---------- DOCUMENTS FOURNIS ----------
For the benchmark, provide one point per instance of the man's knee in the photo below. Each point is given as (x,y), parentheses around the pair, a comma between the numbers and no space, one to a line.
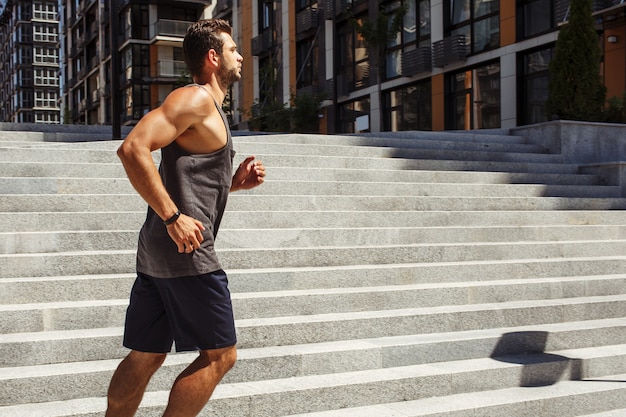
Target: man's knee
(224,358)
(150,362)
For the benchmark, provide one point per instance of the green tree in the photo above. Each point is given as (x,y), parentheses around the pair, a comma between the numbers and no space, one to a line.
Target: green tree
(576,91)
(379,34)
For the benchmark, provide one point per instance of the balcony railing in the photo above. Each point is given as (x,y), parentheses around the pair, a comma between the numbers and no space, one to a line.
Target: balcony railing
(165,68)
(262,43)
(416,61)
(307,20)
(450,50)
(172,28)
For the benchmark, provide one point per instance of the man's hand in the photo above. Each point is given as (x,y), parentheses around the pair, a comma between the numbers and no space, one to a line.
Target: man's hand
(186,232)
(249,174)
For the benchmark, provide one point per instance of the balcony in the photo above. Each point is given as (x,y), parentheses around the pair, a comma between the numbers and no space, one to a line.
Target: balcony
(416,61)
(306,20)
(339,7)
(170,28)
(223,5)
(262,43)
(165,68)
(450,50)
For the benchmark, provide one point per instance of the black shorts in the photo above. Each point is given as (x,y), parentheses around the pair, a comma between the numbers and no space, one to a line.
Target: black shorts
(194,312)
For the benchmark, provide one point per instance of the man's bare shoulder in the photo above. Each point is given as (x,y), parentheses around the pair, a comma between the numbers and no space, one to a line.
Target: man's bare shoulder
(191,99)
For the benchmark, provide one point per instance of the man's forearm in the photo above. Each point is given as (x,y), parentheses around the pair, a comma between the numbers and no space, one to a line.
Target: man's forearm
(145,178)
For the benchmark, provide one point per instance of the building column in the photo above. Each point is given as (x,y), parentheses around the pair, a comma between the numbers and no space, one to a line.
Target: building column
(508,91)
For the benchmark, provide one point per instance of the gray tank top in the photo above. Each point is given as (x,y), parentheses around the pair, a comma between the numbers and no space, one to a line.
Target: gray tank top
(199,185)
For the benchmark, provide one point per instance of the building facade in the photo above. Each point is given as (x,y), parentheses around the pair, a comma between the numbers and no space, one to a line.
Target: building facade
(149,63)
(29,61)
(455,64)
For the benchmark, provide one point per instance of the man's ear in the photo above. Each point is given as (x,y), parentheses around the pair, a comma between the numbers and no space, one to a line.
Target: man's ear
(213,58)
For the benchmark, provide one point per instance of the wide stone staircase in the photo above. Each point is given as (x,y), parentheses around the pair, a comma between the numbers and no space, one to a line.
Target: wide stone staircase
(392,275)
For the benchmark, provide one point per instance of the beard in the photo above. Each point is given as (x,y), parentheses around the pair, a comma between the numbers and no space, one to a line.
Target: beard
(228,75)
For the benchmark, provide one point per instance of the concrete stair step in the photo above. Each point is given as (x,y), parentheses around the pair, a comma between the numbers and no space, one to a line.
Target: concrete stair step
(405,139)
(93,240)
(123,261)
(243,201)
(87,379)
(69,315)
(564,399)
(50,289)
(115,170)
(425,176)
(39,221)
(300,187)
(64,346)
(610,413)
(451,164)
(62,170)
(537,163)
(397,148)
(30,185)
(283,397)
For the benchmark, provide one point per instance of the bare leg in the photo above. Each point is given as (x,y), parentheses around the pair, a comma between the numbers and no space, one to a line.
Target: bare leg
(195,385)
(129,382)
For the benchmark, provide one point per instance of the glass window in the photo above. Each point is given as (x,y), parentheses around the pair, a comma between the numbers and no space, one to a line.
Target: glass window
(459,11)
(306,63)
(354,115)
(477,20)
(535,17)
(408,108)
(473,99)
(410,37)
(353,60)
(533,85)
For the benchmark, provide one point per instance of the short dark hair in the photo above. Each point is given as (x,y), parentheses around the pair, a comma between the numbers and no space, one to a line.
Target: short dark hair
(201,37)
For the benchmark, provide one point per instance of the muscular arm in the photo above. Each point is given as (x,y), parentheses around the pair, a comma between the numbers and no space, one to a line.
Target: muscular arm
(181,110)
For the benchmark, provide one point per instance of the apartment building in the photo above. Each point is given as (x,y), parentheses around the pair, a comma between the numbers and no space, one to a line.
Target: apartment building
----------
» CONSIGNE
Reproduisez mot pour mot l'intégralité de la liste ci-dessus, sans y inclure les images.

» RÉPONSE RÉDIGÉE
For the benchmark, provide one point per instance of the man's knee in the photo below. Each point is given as (x,y), parentheses around the pair, a comma between the numbers and no space, one to a line.
Target: man's knee
(224,358)
(150,362)
For the benchmark, provide one point per instance of the green tree in the photo above. Each point is given as (x,y), parentheses around the pair, a comma between the numbers and no space, one to a line.
Target: green tree
(576,91)
(379,34)
For the benchmark, provide one point per instance of the balcony railing in the photo above. Each point is given as (x,y), parentheses around the pair, a comma between the numbers and no space, one to a line.
Target: balcony railing
(165,68)
(262,43)
(416,61)
(307,20)
(450,50)
(172,28)
For the benchmark, provide one point per instance of the man's hand in the photo above. Each point is given as (x,y), parentheses around the pair, a comma between the numbers and no space, one to a line.
Target: man's hand
(186,232)
(249,174)
For the benchmark, provide one point per instance of the balcony in the photo above. Each point is given as (x,y), parentheses around the pair, a comma between the numbers and no space, one to a line.
Target: balcony
(416,61)
(306,20)
(339,7)
(170,28)
(223,5)
(262,43)
(165,68)
(450,50)
For the benchmark, provide one point per instance of the black shorts in the photo above. Each point is given as (x,y), parentheses around the pair, a comma between the numbers and no space, one to a line.
Target: black shorts
(194,312)
For the benchmark, provide one point per instance of the man's bare shoulder in the photo above. Each point is given as (x,y), parentheses around the pair, a comma between the numbers and no space, one to a line.
Target: man's bare shoulder
(191,99)
For the benchmark, provide one point per instance of the man's forearm in the photo above. Each point is given as (x,y), parentheses around the pair, a comma between the numbers and no space, one to a line.
Target: man's forearm
(145,178)
For the benchmark, provide one point per instance of the building column in the photo above. Each point is given as (x,y), parentheses around the pair, a comma between the numbers and no space, one to a line.
Target: building column
(508,91)
For the benchmark, provide one point per instance of the gray tank top in the photo above. Each point is given as (x,y), parentheses around the pair, a comma between the numbers and no space, one to a line.
Target: gray tank top
(199,185)
For the benchmark, provide one point per instance of the building facade in the photo above. Each point is given as (x,y), parentheses around the pair, a comma between the numbers and no space, one to a line.
Target: building facade
(149,63)
(29,61)
(455,64)
For the benchmark, provide one point per instance of the man's ear in the photo above. Each point is given as (x,y), parentheses around the pair, a comma between the numbers and no space, one to a line.
Target: man's ear
(213,58)
For the benchmark, provide one point per instance of the wide stone staircase in the photo above. Each point is given as (x,y), parentheses around the pair, a comma between the numbers and no space, one to a line.
Target: wide stone staircase
(392,275)
For the benchmark, provide one point per instance of the beard in the photo above. Each point is given as (x,y), parentheses around the pair, a comma between the numbers and no space, one to a line.
Target: beard
(228,75)
For the benchmark, provide one point per instance of the concrete stair step in the photo above. Each point is given as (x,y), parentheses around the pair, a comma between the numbers and no space, one to a line.
Target: concrete stair step
(405,139)
(93,240)
(123,261)
(243,201)
(87,379)
(69,315)
(564,399)
(50,289)
(115,170)
(425,176)
(39,221)
(300,187)
(64,346)
(610,413)
(451,164)
(62,170)
(537,163)
(397,148)
(30,185)
(283,397)
For the benchmark, provide one point per instance of the bare leg in the photo above. Each point is given as (x,y), parentheses around the pair, a comma between the numbers and no space, one to a line.
Target: bare leg
(195,385)
(129,382)
For the benchmark, provide one point per instance of the glass window in the photo above. Each point is given as (x,y), parentheses around the pair, a comma between the numbers and no space, one to a line.
Target: glass window
(459,11)
(306,63)
(354,115)
(477,20)
(535,17)
(408,108)
(473,99)
(410,37)
(353,60)
(533,85)
For the benchmark, provide one point per instance of the short dark hair in the photo above. Each point is given as (x,y), parentheses around the pair, a comma between the numbers and no space, one to a line.
Target: short dark hair
(201,37)
For the benchmark, provide one point per instance of the muscular arm in the photo above. Each point is given as (x,y), parentheses around the pair, a comma between the numbers and no space, one to a line.
Target: muscular arm
(181,110)
For the benchmark, provide one point per instance of the apartment building in the photo above. Each point is given as (x,y), parentheses around the pair, a comma between the numbers and no space, one to a line.
Target: apartment building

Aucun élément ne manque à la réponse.